- [TEKS SUMBER]
——————————

Sumbar Mulai Kurangi Risiko Bencana Tsunami
PADANG, KOMPAS – Zona patahan raksasa di Kabupaten Kepulauan Mentawai, Sumatera Barat yang menyimpan energi gempa hingga magnitudo 8,8 dan berpotensi memicu tsunami besar mendorong pemerintah dan masyarakat di Sumbar menyiapkan diri untuk mengurangi risiko bencana.
“Kalau persiapan apalagi menghadapi Mentawai Megathrust, secara sikap dan perilaku, sudah mulai di masyarakat sejak tahun 2011," kata kata Gubernur Sumatera Barat Irwan Prayitno di Padang, Kamis (7/2/2019). Hal itu karena informasi terkait Mentawai Megathrust telah diterima masyarakat sejak 2011.

——————————

- [TUJUAN TUGAS] Sebutkan semua nama wilayah administratif (provinsi, kabupaten, atau kota) yang tercantum dalam teks sumber di atas.

- [CUPLIKAN MATERI]
——————————

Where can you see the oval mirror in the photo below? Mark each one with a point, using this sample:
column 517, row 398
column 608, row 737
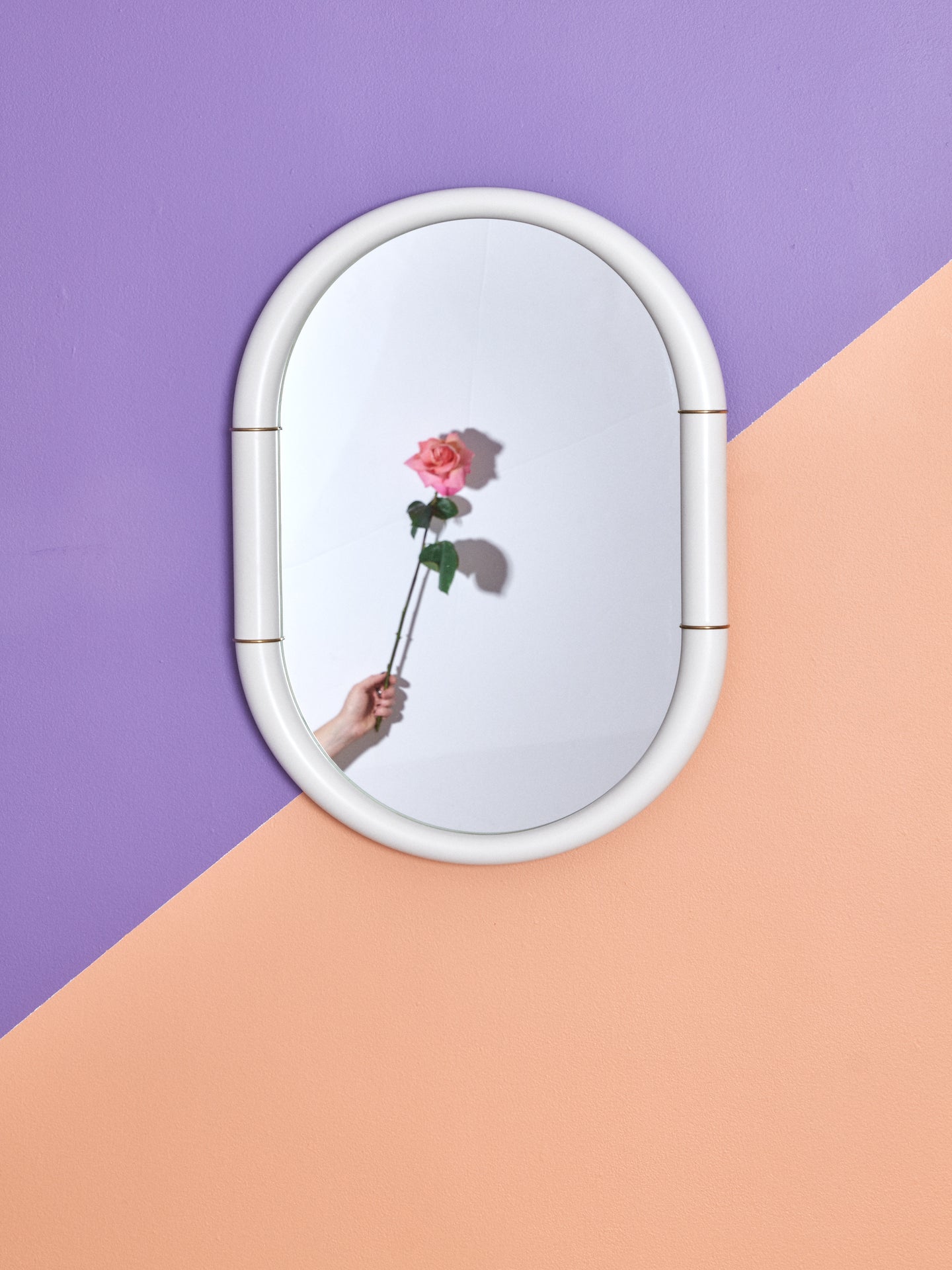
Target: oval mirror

——————————

- [KELUARAN LENGKAP]
- Sumatera Barat (Sumbar)
- Kabupaten Kepulauan Mentawai
- Padang